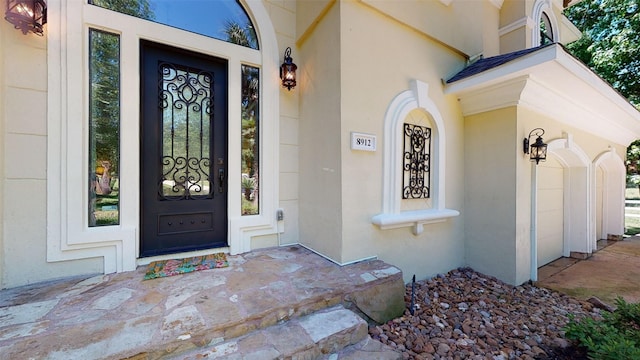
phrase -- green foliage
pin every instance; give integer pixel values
(610, 42)
(615, 337)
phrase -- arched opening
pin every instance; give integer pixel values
(609, 195)
(545, 30)
(564, 202)
(414, 102)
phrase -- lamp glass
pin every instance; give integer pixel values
(288, 71)
(538, 151)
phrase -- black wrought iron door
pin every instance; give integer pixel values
(183, 151)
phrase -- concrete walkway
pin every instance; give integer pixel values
(121, 315)
(611, 272)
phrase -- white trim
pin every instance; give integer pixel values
(497, 3)
(522, 22)
(540, 7)
(417, 97)
(581, 99)
(68, 236)
(533, 235)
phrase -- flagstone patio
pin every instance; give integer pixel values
(220, 313)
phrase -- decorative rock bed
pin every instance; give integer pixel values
(467, 315)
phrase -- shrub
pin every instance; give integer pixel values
(615, 337)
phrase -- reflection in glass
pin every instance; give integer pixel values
(186, 132)
(250, 140)
(220, 19)
(104, 128)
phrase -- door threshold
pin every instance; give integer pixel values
(182, 255)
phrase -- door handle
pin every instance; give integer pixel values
(221, 180)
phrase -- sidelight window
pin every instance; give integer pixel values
(250, 140)
(104, 128)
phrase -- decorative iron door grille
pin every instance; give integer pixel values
(185, 102)
(416, 162)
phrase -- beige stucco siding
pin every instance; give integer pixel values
(550, 211)
(382, 56)
(320, 116)
(490, 192)
(23, 170)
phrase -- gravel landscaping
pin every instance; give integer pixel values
(466, 315)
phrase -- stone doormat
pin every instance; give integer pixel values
(165, 268)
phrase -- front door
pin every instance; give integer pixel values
(183, 157)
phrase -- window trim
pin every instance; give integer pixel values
(417, 97)
(539, 8)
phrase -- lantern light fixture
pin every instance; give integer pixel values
(288, 70)
(27, 15)
(538, 150)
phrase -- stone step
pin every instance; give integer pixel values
(314, 336)
(367, 348)
(120, 316)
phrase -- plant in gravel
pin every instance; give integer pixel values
(614, 337)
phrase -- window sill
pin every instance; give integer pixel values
(416, 219)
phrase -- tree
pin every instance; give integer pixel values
(609, 46)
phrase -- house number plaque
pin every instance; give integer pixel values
(360, 141)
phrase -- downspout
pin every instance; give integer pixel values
(534, 222)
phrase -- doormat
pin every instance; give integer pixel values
(173, 267)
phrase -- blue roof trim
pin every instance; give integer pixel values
(483, 65)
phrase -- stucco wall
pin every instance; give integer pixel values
(23, 166)
(320, 159)
(283, 16)
(490, 193)
(380, 57)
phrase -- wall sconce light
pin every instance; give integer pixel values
(288, 71)
(538, 150)
(27, 15)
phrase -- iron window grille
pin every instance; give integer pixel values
(416, 162)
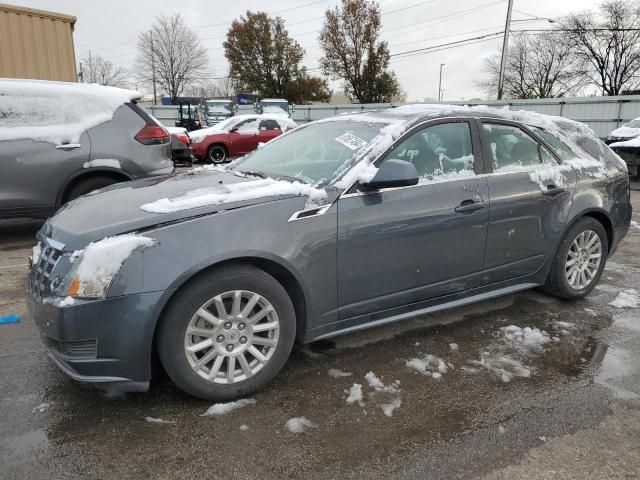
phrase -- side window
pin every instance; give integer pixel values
(438, 151)
(269, 125)
(248, 126)
(512, 147)
(561, 148)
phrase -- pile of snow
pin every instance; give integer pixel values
(56, 112)
(354, 394)
(525, 339)
(235, 192)
(429, 365)
(336, 373)
(505, 367)
(224, 408)
(158, 421)
(299, 425)
(103, 259)
(102, 162)
(388, 408)
(626, 299)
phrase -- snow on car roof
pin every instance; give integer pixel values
(56, 112)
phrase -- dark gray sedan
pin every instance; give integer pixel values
(336, 226)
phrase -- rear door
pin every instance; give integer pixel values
(34, 172)
(530, 198)
(400, 246)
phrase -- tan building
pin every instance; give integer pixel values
(36, 44)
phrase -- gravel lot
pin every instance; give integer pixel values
(576, 416)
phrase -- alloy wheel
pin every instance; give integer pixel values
(232, 337)
(583, 259)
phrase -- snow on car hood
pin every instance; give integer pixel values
(119, 206)
(625, 132)
(56, 112)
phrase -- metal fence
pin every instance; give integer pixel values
(602, 114)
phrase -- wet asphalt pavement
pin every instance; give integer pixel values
(574, 412)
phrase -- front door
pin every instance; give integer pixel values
(404, 245)
(530, 200)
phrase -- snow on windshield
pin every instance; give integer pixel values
(56, 112)
(236, 192)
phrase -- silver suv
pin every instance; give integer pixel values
(59, 141)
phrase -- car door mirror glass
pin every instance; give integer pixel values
(393, 173)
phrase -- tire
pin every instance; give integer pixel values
(217, 153)
(205, 381)
(558, 281)
(88, 185)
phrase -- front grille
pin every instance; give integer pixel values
(40, 278)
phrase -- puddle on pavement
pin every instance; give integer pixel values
(430, 409)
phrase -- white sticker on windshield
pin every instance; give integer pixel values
(351, 141)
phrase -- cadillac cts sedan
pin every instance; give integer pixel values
(340, 225)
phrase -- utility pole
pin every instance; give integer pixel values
(505, 48)
(153, 68)
(440, 84)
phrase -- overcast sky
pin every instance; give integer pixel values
(110, 29)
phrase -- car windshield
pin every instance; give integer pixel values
(311, 154)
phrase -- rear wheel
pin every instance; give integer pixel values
(227, 334)
(217, 153)
(88, 185)
(579, 260)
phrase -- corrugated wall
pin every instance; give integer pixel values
(36, 44)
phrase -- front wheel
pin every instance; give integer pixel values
(217, 153)
(227, 334)
(579, 260)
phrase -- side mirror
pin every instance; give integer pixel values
(394, 173)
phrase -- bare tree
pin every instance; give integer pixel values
(537, 66)
(353, 53)
(175, 53)
(96, 69)
(609, 45)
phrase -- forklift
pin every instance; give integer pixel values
(188, 117)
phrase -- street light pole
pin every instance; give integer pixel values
(440, 84)
(505, 48)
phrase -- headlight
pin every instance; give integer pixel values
(80, 284)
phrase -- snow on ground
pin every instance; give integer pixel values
(429, 365)
(505, 367)
(56, 112)
(103, 259)
(158, 421)
(388, 408)
(103, 162)
(41, 408)
(224, 408)
(354, 394)
(235, 192)
(626, 299)
(299, 425)
(336, 373)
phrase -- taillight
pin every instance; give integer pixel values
(184, 138)
(152, 135)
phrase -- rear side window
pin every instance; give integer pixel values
(440, 150)
(512, 147)
(561, 148)
(269, 125)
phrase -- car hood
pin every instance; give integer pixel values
(625, 132)
(116, 209)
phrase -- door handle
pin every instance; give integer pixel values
(552, 190)
(469, 206)
(68, 146)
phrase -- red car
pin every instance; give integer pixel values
(237, 136)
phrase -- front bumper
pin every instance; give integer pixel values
(106, 342)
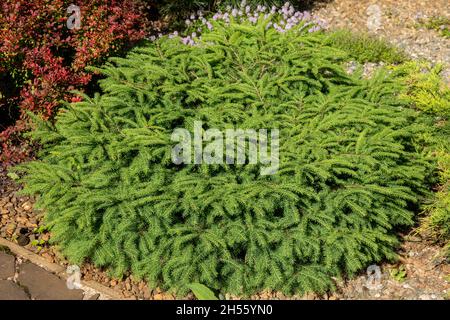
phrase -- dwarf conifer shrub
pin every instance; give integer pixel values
(348, 177)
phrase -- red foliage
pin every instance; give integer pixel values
(45, 60)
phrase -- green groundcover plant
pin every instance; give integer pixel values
(349, 174)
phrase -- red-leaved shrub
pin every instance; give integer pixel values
(41, 60)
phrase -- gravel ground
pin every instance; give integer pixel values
(399, 24)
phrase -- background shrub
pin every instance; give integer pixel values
(349, 172)
(41, 60)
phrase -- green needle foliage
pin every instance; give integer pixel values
(349, 174)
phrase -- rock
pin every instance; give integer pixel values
(11, 291)
(23, 240)
(43, 285)
(94, 297)
(158, 296)
(7, 265)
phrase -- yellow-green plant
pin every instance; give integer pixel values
(424, 87)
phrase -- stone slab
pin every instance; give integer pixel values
(11, 291)
(43, 285)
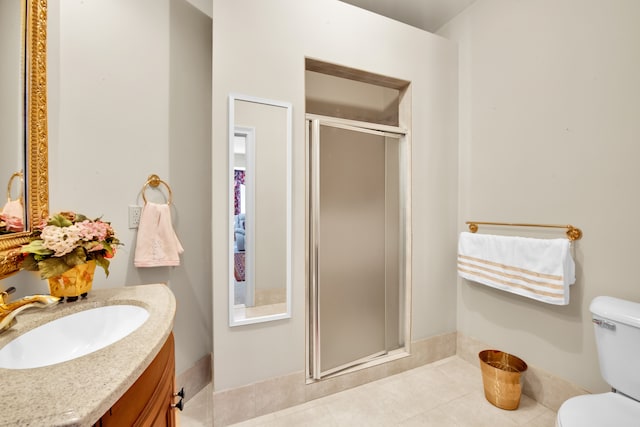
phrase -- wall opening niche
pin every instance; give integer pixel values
(358, 219)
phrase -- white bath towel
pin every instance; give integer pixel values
(541, 269)
(157, 244)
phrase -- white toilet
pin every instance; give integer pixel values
(617, 328)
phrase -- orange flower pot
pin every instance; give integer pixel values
(74, 282)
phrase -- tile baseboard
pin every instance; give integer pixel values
(195, 378)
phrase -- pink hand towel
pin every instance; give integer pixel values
(157, 244)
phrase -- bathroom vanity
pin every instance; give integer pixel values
(131, 381)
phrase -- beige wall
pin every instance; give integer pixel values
(11, 88)
(129, 95)
(549, 132)
(268, 61)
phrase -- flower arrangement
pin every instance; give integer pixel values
(66, 240)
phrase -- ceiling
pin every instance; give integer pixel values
(428, 15)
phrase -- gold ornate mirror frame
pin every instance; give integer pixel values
(37, 176)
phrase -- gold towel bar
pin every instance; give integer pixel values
(154, 181)
(573, 233)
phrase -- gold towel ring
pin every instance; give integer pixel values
(154, 181)
(15, 175)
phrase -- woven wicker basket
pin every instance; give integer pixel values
(501, 378)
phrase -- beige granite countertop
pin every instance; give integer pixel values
(78, 392)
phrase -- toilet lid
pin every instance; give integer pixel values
(606, 409)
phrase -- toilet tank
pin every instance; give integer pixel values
(617, 329)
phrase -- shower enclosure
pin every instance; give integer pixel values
(358, 244)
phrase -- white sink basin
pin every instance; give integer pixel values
(72, 336)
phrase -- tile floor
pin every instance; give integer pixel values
(445, 393)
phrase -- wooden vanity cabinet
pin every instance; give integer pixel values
(148, 401)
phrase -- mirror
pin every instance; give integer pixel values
(25, 168)
(259, 210)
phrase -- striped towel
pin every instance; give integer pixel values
(541, 269)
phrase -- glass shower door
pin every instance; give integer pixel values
(356, 229)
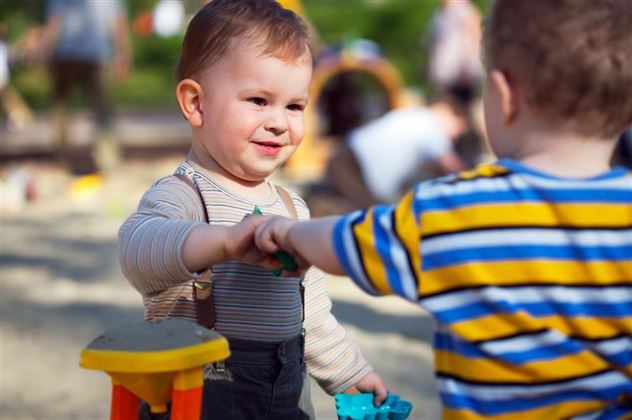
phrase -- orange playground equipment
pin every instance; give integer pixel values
(157, 363)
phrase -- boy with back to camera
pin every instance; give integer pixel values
(525, 263)
(243, 79)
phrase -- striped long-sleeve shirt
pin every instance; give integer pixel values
(529, 278)
(250, 303)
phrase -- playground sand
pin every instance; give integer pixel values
(61, 287)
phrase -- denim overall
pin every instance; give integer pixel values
(260, 380)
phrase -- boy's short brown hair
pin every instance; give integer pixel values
(572, 59)
(280, 32)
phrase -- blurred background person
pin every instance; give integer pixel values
(83, 37)
(454, 62)
(378, 161)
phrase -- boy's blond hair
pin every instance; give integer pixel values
(571, 59)
(217, 25)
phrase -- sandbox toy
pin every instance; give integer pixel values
(360, 407)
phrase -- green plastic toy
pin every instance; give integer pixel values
(288, 263)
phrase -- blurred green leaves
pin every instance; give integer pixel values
(399, 27)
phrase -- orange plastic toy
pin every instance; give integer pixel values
(157, 363)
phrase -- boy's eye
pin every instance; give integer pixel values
(257, 101)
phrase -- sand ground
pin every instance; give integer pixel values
(61, 286)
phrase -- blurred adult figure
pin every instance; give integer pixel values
(455, 35)
(84, 37)
(378, 161)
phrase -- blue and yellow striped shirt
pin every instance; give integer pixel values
(528, 276)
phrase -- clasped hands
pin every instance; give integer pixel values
(255, 240)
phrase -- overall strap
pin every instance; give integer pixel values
(289, 204)
(203, 287)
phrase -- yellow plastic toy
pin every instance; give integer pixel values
(157, 363)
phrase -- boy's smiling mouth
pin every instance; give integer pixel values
(267, 147)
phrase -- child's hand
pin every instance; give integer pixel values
(272, 236)
(371, 382)
(239, 244)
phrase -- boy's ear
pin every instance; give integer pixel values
(190, 94)
(508, 94)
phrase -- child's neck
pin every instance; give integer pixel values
(254, 190)
(562, 153)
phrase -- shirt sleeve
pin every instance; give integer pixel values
(151, 239)
(379, 248)
(333, 358)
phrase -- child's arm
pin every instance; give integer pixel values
(310, 242)
(206, 245)
(166, 242)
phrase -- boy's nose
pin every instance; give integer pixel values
(276, 122)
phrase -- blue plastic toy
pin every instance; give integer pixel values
(360, 407)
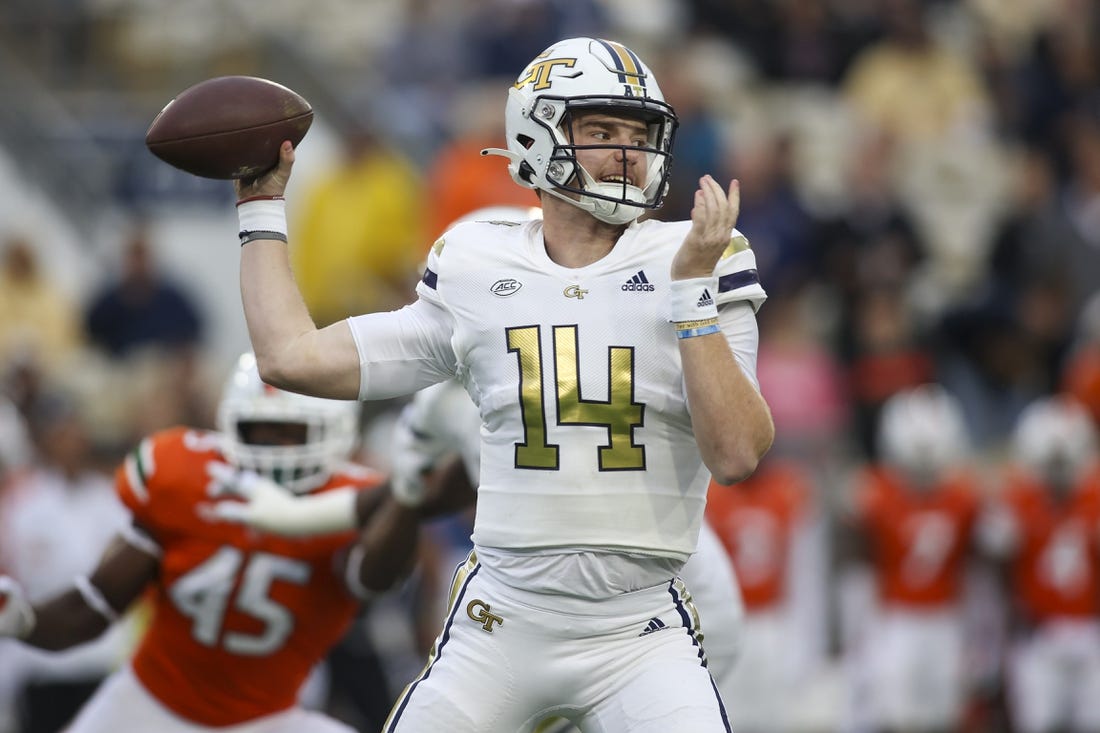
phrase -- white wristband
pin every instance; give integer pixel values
(95, 599)
(693, 299)
(265, 215)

***

• Given request: Restate verbatim the lines running from the line with "phrase -- clasped hands" through the end of the material; both ends count, and images are omitted.

• Exercise response:
phrase -- clasped hands
pin every instance; give integer pixel values
(255, 240)
phrase -- overall strap
pin every instance; give integer pixel values
(289, 204)
(203, 287)
phrase -- yellow plastic toy
pin every instance; give integer pixel values
(157, 363)
phrase -- boy's smiling mouth
pin every instance; give integer pixel values
(267, 147)
phrase -- child's hand
pin every instance; give integer pixel values
(272, 236)
(371, 382)
(239, 244)
phrase -- boy's ear
pin every instance; give integer pixel values
(190, 94)
(508, 94)
phrase -- child's neck
pin every instance; give integer pixel values
(254, 190)
(562, 153)
phrase -- shirt sleeve
pin every instance; give integer pixel values
(151, 239)
(379, 248)
(333, 358)
phrase -- child's arm
pin every instance; give integer pixel values
(310, 242)
(206, 245)
(166, 242)
phrase -- boy's nose
pin every instance; give integer pixel values
(276, 122)
phrase -- blue plastic toy
pin every instance; give integer pixel values
(360, 407)
phrase -- white wristband
pin every instance; give integer pixel values
(95, 599)
(693, 299)
(265, 215)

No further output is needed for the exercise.